* _WRITTEN TASK_
Please count the lines in the material below that contain the word "white". Case counts, so reply with the number alone.
··· LISTED ENTRIES
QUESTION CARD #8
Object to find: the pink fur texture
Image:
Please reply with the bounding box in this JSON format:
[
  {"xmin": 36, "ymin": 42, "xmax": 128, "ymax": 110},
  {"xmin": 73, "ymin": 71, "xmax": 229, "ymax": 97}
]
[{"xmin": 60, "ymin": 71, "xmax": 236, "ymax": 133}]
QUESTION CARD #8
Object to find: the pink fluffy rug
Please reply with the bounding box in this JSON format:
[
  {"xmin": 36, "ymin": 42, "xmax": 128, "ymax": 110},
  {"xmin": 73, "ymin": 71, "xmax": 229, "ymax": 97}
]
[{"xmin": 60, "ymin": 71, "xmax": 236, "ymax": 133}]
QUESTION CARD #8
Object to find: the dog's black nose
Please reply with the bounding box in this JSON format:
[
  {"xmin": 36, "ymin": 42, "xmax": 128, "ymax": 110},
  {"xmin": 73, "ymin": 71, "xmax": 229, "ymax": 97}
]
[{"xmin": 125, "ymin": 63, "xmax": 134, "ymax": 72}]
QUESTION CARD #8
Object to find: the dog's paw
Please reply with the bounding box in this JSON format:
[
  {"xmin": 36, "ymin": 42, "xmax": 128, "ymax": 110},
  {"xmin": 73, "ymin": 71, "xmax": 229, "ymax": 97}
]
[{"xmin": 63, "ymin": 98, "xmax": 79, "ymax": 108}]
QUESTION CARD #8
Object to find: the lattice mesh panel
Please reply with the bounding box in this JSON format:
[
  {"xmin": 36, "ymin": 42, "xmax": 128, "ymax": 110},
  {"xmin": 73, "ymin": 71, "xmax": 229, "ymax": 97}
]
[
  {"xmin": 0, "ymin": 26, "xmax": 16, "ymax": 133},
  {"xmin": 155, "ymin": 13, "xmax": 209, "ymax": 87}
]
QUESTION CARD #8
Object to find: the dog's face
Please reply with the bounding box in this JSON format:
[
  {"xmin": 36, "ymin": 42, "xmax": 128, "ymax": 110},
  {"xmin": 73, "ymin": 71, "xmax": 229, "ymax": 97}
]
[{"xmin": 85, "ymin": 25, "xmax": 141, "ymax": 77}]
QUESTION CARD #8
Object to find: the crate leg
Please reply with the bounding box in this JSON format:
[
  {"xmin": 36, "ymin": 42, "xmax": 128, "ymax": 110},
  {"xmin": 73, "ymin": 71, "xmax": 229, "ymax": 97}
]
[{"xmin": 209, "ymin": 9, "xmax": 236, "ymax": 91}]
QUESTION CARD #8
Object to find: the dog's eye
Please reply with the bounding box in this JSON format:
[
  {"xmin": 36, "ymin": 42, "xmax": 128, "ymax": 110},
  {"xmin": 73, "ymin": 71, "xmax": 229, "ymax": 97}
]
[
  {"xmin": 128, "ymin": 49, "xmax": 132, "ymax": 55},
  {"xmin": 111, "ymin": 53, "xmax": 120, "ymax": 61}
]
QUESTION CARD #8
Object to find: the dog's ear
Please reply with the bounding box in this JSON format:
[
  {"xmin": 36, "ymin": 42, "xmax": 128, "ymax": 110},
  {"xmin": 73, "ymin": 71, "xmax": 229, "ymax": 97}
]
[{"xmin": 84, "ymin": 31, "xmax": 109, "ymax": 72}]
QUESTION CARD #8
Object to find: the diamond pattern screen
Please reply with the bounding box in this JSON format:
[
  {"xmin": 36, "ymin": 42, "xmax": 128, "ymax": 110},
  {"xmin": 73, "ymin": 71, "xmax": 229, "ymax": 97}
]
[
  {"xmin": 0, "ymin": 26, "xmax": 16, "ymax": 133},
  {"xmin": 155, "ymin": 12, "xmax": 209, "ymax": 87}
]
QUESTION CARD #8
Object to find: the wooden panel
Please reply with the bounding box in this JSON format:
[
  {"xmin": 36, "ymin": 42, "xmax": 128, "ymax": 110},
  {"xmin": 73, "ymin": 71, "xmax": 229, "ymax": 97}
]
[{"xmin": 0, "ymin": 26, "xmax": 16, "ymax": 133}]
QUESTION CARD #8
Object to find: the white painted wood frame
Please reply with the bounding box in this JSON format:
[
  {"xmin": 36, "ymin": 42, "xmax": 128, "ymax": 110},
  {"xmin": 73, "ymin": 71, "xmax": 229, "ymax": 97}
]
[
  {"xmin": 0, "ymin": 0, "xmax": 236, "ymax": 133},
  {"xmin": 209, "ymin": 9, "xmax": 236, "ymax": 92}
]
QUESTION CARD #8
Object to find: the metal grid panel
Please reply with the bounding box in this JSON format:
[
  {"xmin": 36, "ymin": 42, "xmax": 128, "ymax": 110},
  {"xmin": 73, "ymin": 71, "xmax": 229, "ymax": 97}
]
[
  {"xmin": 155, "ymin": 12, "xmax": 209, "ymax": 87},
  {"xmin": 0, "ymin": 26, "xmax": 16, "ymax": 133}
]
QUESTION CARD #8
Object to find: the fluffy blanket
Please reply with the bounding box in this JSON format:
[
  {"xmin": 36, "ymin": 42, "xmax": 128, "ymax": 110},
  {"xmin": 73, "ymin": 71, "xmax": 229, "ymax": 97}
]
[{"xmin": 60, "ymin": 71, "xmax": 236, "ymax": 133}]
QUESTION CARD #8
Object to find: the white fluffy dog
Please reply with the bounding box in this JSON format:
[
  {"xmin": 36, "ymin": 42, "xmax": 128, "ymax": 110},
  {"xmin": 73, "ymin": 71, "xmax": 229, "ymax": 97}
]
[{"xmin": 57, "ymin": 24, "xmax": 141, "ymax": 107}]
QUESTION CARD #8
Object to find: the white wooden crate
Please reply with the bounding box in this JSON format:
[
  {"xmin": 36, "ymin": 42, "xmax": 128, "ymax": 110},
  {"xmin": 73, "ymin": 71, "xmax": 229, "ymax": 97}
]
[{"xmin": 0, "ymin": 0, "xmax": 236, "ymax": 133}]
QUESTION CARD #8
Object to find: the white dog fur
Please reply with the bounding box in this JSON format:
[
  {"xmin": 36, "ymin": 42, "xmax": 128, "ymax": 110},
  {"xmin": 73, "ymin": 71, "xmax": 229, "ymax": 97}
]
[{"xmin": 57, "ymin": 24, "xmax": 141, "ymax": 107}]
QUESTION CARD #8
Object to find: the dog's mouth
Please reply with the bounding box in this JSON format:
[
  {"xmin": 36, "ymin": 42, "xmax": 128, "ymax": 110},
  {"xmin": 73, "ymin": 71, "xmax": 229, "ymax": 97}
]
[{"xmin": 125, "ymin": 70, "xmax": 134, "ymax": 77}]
······
* _CORRECT ANSWER_
4